### Work to do:
Convert the entries below into a Markdown table with two columns, Row and Line: number each line in Row and put its text in Line, leaving out any blank lines.

### Data lines:
* Begin *

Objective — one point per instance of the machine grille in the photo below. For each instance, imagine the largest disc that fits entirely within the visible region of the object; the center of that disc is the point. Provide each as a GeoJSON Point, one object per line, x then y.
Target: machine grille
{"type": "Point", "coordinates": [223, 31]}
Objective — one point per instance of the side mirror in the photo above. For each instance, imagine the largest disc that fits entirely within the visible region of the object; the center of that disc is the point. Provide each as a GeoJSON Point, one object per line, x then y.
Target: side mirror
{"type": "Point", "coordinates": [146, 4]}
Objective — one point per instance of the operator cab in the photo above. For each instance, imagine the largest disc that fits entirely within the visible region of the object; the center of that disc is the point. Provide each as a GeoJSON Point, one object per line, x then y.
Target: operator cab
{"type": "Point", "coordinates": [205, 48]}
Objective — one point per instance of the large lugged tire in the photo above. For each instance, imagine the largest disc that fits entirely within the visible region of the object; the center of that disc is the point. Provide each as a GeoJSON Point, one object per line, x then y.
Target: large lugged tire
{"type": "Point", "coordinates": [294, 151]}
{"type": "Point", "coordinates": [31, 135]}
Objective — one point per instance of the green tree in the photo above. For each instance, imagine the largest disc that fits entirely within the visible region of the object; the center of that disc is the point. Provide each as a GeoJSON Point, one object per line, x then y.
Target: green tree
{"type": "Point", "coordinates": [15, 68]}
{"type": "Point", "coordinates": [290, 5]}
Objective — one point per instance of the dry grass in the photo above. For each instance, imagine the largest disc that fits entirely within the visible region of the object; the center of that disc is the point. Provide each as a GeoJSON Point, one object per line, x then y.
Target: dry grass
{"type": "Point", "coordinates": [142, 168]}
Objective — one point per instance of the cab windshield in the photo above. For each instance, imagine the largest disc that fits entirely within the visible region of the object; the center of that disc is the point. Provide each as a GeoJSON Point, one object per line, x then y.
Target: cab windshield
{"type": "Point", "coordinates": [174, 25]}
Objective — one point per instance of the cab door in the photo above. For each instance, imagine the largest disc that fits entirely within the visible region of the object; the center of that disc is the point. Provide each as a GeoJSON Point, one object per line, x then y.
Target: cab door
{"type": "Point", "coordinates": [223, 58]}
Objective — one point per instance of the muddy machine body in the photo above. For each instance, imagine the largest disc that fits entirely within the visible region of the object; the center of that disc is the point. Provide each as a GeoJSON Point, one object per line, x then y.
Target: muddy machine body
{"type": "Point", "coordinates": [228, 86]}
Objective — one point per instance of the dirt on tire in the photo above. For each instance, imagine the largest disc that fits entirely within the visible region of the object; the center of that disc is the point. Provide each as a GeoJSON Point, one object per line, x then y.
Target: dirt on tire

* End *

### Answer to the task:
| Row | Line |
|---|---|
| 1 | Objective — one point per instance of the machine grille in the photo below. For each instance, imagine the largest disc that fits entirely within the visible region of the object; the center of that disc is the point. Provide each as a GeoJSON Point, one object per line, x then y. |
| 2 | Target: machine grille |
| 3 | {"type": "Point", "coordinates": [223, 31]} |
| 4 | Objective — one point per instance of the side mirror in the photo above. For each instance, imagine the largest disc that fits entirely within the visible region of the object; the center of that disc is the point. Provide each as a GeoJSON Point, one object per line, x then y. |
| 5 | Target: side mirror |
| 6 | {"type": "Point", "coordinates": [146, 4]} |
| 7 | Objective — one point per instance of the operator cab in the photo above. For each instance, imagine the largest disc that fits entirely within the visible region of the object; the center of that disc is the point. Provide each as a GeoJSON Point, one object per line, x then y. |
| 8 | Target: operator cab |
| 9 | {"type": "Point", "coordinates": [205, 48]} |
| 10 | Objective — one point per instance of the large lugged tire in the photo above. For each instance, imagine the largest disc that fits entirely within the visible region of the object; the center of that disc is the point. Provide each as a GeoJSON Point, one object per line, x then y. |
| 11 | Target: large lugged tire |
| 12 | {"type": "Point", "coordinates": [294, 151]} |
| 13 | {"type": "Point", "coordinates": [31, 135]} |
| 14 | Objective — one point per instance of the green tree in the photo above. For each instance, imagine the largest disc that fits entirely within the visible region of the object; the center of that disc is the point. Provide each as a GeoJSON Point, one object per line, x then y. |
| 15 | Target: green tree |
| 16 | {"type": "Point", "coordinates": [15, 68]} |
| 17 | {"type": "Point", "coordinates": [290, 5]} |
| 18 | Objective — one point per instance of the dry grass in the photo above. For each instance, imagine the largest disc that fits entirely within the visible region of the object; the center of that disc is the point. Provide each as a GeoJSON Point, one object per line, x then y. |
| 19 | Target: dry grass |
| 20 | {"type": "Point", "coordinates": [142, 168]} |
| 21 | Objective — one point per instance of the cab windshield in the photo above. For each instance, imagine the largest disc that fits entirely within the visible region of the object; the center of that disc is the point. Provide each as a GeoJSON Point, one object per line, x then y. |
| 22 | Target: cab windshield |
| 23 | {"type": "Point", "coordinates": [174, 25]} |
| 24 | Objective — one point per instance of the cab door in the photo above. For each instance, imagine the largest disc that fits entirely within the visible region of the object; the center of that disc is the point. Provide each as a GeoJSON Point, one object per line, x then y. |
| 25 | Target: cab door |
| 26 | {"type": "Point", "coordinates": [223, 58]} |
| 27 | Objective — one point per instance of the muddy machine body in the photo above. For each instance, imagine the largest disc that fits entirely within the visible region of the object; the center of that disc is the point. Provide each as a GeoJSON Point, one object per line, x then y. |
| 28 | Target: muddy machine body |
| 29 | {"type": "Point", "coordinates": [228, 86]} |
| 30 | Objective — one point per instance of the dirt on tire in the photo above. For each instance, imagine the largest disc that fits entirely within the visible region of the object; the center of that disc is the point. Provide each as a GeoJSON Point, one object per line, x then y. |
| 31 | Target: dirt on tire |